Exercise brief: When you reach the line containing "Where can the concrete" in the entries below, begin reproducing lines exactly, and stop once the line containing "Where can the cardboard" is done.

[Stored records]
·····

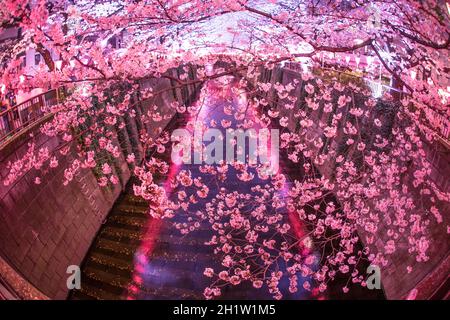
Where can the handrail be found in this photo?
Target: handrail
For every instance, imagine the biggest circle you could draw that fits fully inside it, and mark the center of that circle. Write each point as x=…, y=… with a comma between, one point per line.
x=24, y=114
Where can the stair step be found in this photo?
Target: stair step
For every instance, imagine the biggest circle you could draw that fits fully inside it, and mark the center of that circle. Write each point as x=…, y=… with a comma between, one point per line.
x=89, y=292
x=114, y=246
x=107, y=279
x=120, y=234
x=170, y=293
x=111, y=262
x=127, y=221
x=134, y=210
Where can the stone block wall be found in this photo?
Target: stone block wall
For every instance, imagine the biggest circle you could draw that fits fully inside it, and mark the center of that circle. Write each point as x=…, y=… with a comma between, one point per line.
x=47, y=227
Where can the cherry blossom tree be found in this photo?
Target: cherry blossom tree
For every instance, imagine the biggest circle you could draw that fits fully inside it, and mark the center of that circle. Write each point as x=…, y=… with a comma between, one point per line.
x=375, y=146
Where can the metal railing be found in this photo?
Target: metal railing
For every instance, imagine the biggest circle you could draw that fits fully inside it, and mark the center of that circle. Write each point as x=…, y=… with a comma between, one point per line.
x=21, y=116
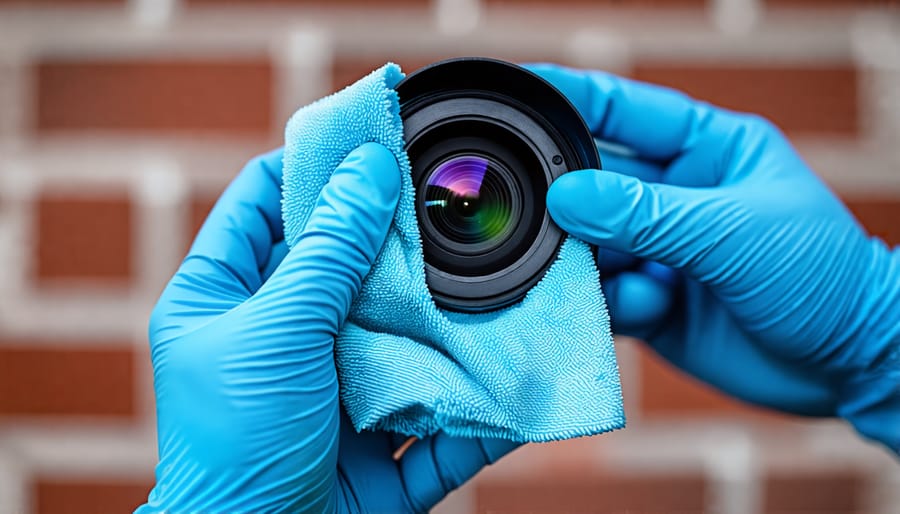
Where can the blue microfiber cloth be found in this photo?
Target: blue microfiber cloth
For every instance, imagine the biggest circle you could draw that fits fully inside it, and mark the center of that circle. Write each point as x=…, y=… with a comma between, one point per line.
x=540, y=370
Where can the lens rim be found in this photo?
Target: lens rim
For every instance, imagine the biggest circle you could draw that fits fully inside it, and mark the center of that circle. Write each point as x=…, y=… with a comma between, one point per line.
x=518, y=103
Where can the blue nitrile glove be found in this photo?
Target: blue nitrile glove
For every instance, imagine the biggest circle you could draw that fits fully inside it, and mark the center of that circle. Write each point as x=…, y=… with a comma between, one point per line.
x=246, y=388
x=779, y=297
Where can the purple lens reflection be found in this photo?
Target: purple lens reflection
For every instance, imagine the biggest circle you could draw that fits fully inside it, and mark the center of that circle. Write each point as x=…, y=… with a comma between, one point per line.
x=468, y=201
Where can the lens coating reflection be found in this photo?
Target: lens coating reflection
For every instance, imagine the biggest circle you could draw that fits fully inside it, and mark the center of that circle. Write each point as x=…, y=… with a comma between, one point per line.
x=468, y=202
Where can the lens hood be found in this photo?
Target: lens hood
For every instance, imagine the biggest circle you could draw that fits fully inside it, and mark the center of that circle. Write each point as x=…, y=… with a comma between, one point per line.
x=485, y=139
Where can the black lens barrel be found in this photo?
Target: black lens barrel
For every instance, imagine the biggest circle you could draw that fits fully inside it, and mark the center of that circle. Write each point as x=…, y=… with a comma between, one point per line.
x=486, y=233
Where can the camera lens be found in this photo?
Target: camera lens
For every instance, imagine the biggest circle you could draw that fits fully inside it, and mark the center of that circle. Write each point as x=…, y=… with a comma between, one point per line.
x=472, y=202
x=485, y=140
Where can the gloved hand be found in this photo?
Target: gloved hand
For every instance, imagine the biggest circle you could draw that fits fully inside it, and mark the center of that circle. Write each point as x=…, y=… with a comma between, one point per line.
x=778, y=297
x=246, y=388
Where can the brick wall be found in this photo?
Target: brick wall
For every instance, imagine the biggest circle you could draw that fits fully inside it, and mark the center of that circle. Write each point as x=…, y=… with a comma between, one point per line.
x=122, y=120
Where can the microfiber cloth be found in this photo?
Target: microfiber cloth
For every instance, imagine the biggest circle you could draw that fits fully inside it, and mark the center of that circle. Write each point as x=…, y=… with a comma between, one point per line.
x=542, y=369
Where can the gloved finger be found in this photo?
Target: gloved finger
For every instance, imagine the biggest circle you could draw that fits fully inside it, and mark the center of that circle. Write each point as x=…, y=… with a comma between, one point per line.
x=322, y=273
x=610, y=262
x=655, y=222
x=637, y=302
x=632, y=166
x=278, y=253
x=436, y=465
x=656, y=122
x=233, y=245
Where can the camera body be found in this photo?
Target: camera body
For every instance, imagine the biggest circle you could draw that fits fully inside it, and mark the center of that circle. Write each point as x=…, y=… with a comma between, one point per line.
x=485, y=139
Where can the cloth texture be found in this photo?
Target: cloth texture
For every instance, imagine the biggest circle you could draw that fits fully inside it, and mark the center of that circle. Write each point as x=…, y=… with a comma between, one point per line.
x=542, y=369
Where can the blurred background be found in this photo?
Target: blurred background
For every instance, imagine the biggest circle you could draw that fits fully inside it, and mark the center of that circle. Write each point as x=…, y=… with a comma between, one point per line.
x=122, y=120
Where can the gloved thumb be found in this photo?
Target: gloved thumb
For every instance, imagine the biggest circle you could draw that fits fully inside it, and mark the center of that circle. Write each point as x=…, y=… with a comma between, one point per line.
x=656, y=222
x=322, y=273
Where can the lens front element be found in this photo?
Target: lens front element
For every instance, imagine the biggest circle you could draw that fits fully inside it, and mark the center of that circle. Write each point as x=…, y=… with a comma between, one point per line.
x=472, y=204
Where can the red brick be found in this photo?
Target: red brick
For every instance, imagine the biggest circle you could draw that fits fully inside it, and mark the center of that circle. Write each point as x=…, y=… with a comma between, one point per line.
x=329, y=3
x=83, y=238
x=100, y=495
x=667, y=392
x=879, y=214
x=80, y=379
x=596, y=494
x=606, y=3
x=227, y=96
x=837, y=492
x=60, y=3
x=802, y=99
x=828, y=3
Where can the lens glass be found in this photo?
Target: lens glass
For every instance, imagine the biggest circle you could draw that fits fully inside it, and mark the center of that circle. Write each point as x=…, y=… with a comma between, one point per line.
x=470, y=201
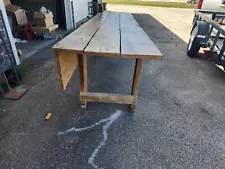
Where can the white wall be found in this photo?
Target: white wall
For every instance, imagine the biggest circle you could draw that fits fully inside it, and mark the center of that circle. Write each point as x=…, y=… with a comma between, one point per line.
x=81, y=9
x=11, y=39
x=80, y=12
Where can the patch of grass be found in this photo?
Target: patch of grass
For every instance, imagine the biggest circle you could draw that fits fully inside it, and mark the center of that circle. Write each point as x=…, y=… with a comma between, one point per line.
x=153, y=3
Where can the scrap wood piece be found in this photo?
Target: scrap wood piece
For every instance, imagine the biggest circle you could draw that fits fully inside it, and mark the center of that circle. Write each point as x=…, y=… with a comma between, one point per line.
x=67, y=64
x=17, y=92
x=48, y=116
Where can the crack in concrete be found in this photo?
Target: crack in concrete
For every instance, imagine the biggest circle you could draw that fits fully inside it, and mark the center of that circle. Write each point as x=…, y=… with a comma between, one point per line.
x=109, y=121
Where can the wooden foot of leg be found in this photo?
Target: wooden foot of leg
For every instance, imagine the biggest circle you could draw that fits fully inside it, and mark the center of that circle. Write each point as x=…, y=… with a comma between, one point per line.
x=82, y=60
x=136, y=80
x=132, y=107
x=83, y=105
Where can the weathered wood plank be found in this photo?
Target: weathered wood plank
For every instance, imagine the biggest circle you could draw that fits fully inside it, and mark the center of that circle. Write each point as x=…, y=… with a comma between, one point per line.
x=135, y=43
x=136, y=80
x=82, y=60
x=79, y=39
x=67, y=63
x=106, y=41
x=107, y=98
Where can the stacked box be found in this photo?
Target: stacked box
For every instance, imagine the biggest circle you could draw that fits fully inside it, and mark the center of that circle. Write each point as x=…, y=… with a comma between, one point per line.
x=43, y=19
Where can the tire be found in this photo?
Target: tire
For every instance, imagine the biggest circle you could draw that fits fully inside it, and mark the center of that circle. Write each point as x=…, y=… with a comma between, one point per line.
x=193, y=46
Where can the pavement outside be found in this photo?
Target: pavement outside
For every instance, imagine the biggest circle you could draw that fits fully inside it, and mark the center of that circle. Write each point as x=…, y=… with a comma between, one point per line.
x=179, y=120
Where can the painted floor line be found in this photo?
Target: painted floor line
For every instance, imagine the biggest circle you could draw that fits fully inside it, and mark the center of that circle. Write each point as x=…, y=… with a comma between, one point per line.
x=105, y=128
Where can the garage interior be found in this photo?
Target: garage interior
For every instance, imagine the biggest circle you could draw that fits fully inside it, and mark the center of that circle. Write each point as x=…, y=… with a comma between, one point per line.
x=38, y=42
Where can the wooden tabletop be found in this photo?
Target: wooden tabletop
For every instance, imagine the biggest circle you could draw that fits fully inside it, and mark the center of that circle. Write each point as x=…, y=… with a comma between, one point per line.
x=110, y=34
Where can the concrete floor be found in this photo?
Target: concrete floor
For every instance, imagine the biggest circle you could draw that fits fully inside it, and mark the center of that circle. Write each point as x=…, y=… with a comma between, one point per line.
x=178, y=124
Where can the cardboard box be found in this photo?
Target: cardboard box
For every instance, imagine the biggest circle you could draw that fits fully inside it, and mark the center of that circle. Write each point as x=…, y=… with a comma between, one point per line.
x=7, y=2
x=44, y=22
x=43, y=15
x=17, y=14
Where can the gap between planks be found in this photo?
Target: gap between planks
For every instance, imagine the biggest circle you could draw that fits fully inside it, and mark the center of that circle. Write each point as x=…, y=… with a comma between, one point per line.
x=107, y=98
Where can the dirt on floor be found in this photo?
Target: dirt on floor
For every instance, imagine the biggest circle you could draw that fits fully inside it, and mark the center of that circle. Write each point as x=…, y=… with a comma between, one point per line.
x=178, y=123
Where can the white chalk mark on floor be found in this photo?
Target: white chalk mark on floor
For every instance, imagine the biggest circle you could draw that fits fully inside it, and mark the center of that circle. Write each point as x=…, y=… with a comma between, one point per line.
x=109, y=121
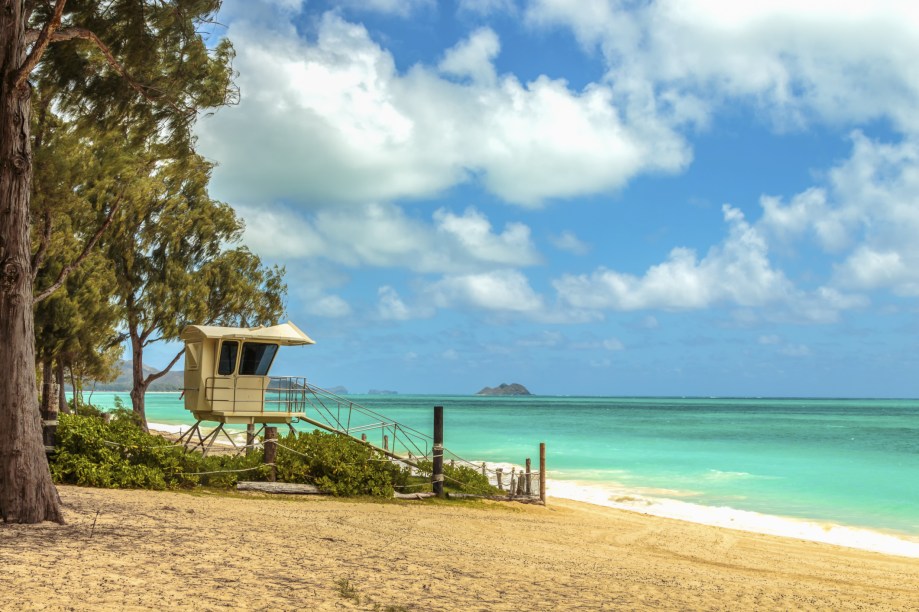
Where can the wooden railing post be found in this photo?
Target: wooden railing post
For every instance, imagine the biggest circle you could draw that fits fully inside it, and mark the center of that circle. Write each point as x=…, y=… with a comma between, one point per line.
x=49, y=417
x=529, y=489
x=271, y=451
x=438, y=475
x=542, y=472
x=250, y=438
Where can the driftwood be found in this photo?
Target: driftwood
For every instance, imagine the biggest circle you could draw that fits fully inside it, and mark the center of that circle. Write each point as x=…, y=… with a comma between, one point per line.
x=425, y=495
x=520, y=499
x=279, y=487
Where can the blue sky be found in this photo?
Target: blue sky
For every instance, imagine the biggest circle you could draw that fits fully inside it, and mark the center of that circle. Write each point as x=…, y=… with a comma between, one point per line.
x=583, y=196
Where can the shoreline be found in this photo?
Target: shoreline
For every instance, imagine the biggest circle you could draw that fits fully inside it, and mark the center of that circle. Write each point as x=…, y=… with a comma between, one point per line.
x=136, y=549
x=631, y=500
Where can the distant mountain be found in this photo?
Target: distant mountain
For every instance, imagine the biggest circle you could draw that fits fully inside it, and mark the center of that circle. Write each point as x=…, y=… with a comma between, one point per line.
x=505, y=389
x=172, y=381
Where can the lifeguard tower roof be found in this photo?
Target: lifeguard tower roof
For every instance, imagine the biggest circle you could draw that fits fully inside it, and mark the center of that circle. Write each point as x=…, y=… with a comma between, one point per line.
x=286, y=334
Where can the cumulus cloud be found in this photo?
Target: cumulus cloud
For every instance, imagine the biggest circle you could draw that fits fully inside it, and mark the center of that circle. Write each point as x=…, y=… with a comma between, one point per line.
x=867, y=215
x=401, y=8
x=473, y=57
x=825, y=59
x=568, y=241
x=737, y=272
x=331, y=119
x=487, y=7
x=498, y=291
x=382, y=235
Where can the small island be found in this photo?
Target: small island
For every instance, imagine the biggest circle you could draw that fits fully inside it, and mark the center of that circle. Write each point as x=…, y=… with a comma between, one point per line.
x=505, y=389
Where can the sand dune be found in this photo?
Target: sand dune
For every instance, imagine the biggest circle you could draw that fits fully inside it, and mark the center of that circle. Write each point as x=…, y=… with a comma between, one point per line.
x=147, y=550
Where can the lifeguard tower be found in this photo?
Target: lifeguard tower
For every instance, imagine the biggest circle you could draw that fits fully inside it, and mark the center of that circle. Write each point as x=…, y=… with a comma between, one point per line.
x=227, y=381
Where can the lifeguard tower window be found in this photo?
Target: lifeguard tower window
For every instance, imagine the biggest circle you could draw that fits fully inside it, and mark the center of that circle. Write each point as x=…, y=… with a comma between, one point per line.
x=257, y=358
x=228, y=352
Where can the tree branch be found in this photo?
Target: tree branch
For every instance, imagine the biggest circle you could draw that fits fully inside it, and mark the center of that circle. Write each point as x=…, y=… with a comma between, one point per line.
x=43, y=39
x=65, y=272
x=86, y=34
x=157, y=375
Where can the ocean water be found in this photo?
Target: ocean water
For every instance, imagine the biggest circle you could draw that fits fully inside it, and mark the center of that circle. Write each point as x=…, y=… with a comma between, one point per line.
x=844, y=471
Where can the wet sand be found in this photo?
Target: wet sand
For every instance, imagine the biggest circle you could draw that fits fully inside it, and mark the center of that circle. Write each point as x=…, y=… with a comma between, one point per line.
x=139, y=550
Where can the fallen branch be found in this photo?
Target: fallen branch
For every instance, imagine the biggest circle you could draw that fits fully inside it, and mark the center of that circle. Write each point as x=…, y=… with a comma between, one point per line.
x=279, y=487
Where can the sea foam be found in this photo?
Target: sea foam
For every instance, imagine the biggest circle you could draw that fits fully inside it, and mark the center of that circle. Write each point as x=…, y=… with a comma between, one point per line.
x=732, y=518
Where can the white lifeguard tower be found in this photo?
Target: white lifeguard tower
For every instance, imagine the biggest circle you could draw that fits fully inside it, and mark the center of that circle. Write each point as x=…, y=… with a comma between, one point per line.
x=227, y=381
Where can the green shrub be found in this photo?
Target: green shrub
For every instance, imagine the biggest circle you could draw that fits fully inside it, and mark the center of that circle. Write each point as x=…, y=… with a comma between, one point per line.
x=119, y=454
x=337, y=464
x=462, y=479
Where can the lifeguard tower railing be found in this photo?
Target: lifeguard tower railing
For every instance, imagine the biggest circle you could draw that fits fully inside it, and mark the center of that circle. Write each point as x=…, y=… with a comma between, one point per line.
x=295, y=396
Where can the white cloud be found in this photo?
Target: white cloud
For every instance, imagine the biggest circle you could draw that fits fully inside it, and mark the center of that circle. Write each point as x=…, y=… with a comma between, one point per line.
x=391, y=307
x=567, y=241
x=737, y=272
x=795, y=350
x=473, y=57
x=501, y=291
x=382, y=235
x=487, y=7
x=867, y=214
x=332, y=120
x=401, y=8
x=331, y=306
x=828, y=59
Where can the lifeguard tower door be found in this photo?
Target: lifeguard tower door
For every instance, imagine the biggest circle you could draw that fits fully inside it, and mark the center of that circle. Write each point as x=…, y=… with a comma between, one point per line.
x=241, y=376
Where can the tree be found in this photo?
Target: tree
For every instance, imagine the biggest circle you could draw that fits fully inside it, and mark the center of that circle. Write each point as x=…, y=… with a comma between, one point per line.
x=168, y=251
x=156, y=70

·····

Final answer:
Where can the concrete floor be found in this photo?
Target: concrete floor
For every instance, imagine the biggest circle you could draw that fits fully inside it, and mark the center of that circle. Write each point as x=…, y=… with a comma between, one point per line.
x=178, y=124
Where can the cardboard box be found in this photo?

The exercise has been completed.